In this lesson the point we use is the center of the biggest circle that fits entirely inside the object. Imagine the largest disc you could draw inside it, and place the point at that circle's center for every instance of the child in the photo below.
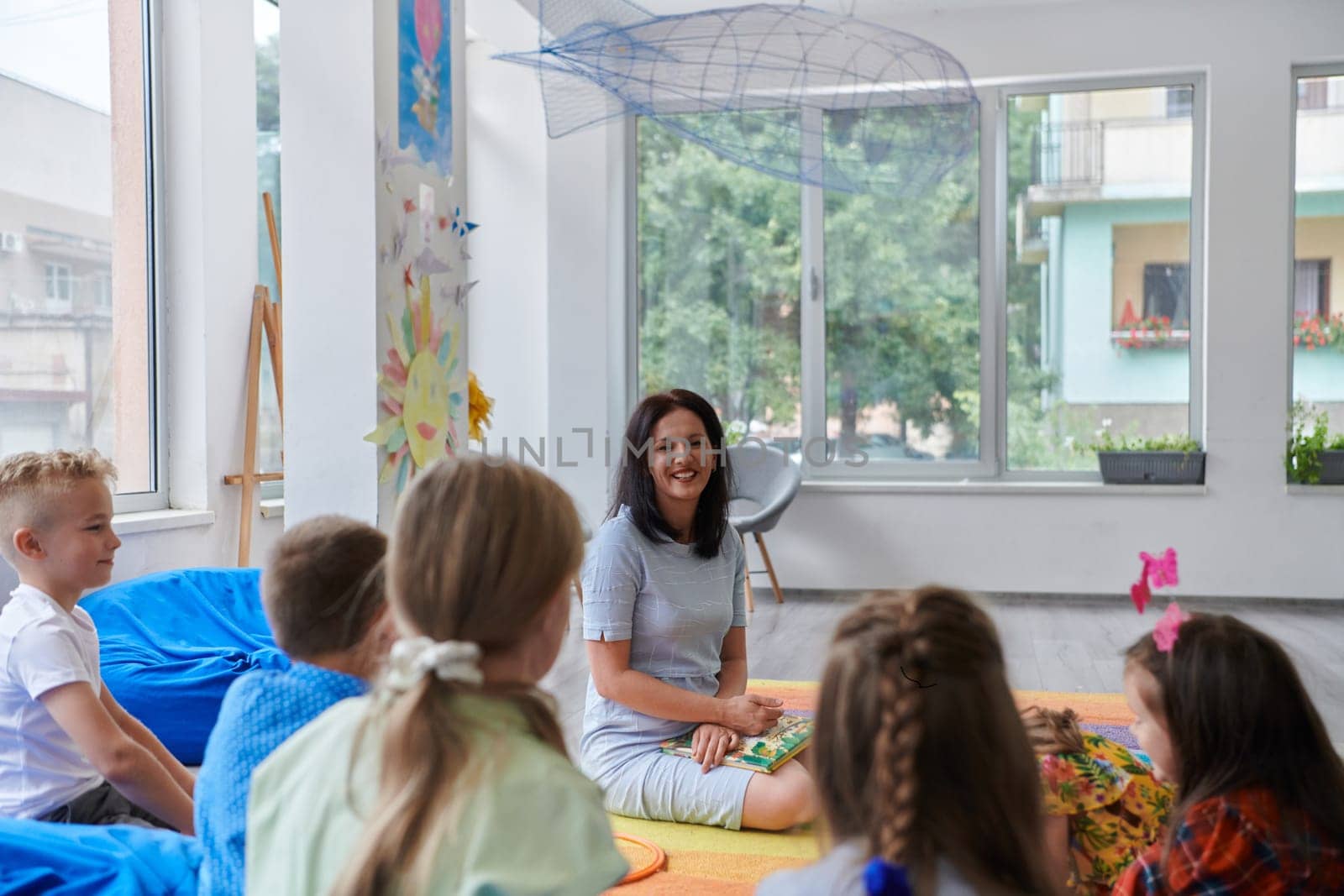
(1226, 719)
(323, 595)
(1104, 808)
(69, 752)
(452, 778)
(927, 782)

---+---

# TASK:
Write out every row above again, including its request, and lower each coordinate of the marked points by 56. Leave the pictures out.

# RESPONSE TO THE EXERCISE:
In this lesson the point we use is the center of the biggest circle that fits entirely inside the object. Imagine the largest disc you could draw inside it, and place the point at that circle's center for every instance of the child in the photo below.
(1170, 663)
(267, 539)
(1048, 752)
(13, 696)
(396, 722)
(871, 726)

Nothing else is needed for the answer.